With $\mathsf{\lambda }\left(t\right)$ representing the function of failure rate at period k, as follows:

$${\lambda }_k(t)={\lambda }_{k-1}(\Delta t)+\frac{u\left(k\right)}{U_{\max }}\cdot {\lambda }_n\left(t\right)\forall t\in \left[0,\Delta t\right]$$

(33)

${\lambda }_k\left(t\right)$: nominal function of failure rate (where the process works with maximal production throughout the production horizon $H·\Delta t$).

3.5. Total Quality Cost

The quality total cost relates to the summation of the false alarms cost, $C_{FA}$, the sampling cost inspection ($C_s$), and the rejection of defective items cost ($CNC$).

3.5.1. False Alarm Cost

The notion of false alarm is introduced when the limits of the card are exceeded, even if the process is under control. In this case, another cost called the false alarm cost is built into the model. The probability ${\beta }_2$ presents the false alarm where the control chart detects a point that exceeds the control limits while the process is under control. So, the central value of the card remains constant, $\Delta ={\delta }_p\times {\sigma }_0=0$:

$${\mu }_1={\mu }_0+{\delta }_p\times {\sigma }_0={\mu }_0$$

and the probability of achieving a false alarm is provided by:

$${\beta }_2=\left\{Prob( {\overline{X}}_s \le LCL | {\mu }_1=\mu )+Prob( {\overline{X}}_s\ge UCL | {\mu }_1={\mu }_0)\right\}$$

(34)

$${\beta }_2=F\left(\frac{LCL-{\mu }_1 }{\frac{{\sigma }_0}{\sqrt{n}}}\right)+1-F\left(\frac{UCL-{\mu }_1}{\frac{{\sigma }_0}{\sqrt{n}}}\right)$$

(35)

$$\begin{gathered} =1+F\left(\frac{{\mu }_1-k_p \times \frac{\sigma }{\sqrt{n}}-{\mu }_1 }{\frac{{\sigma }_0}{\sqrt{n}}}\right)-F\left(\frac{{\mu }_1+k_p \times \frac{\sigma }{\sqrt{n}}-{\mu }_1}{\frac{{\sigma }_0}{\sqrt{n}}}\right) \\ =1+F\left(-k_p\right)+1-F\left(k_p\right)=2\times F\left(-k_p\right) \end{gathered}$$

(36)

So, the average number of checks (of successive samples) that you must have before obtaining a false alarm (AOP₂) is given by:

$$AO{P}_2=\frac{1}{{\beta }_2}$$

(37)

Let $S$ be a discrete random variable indicating the samples’ number as long as the production process is under control. $S$ can take values between 0 and $m$. So, the probability distribution related with the random variable S is presented by:

$$P\left(S=m\right)=p_1{}^m\times \left(1-p_1\right)$$

(38)

■ **DATASET EXTRACT**:
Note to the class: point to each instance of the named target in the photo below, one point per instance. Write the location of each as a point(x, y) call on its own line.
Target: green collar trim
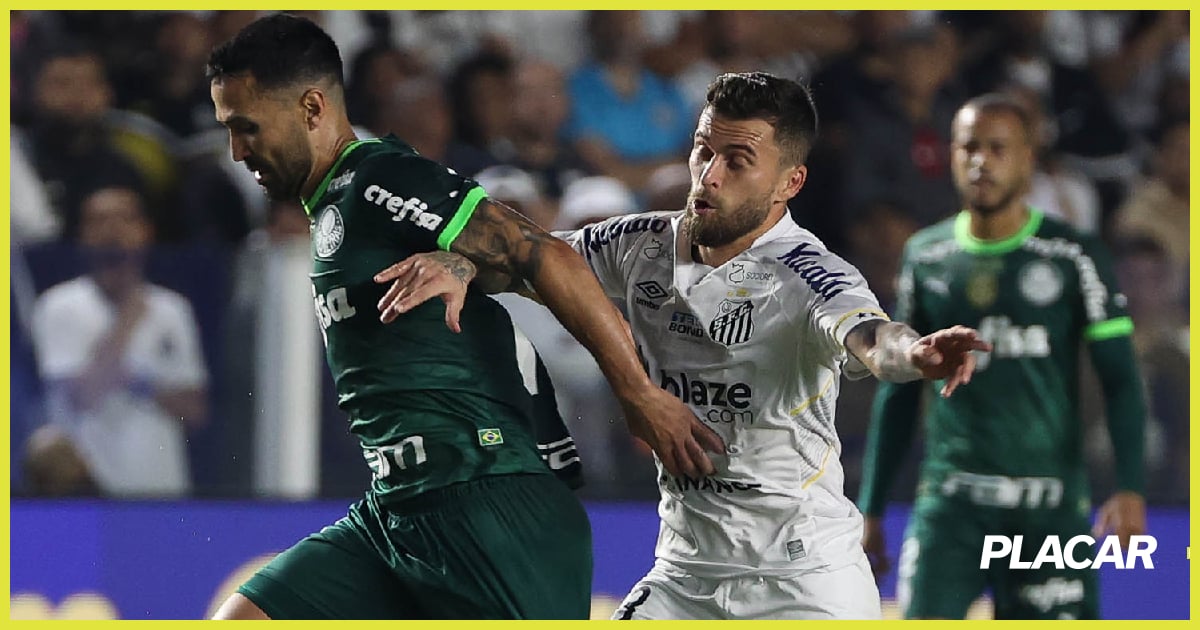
point(324, 184)
point(970, 244)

■ **WHAT IS EXPECTED**: Name each cost that the excerpt on quality cost sums to form the total quality cost, along with the symbol it gives for each. Nothing here requires the lines.

■ **RESULT OF THE TASK**:
- False alarms cost (C_FA)
- Sampling cost inspection (C_s)
- Rejection of defective items cost (CNC)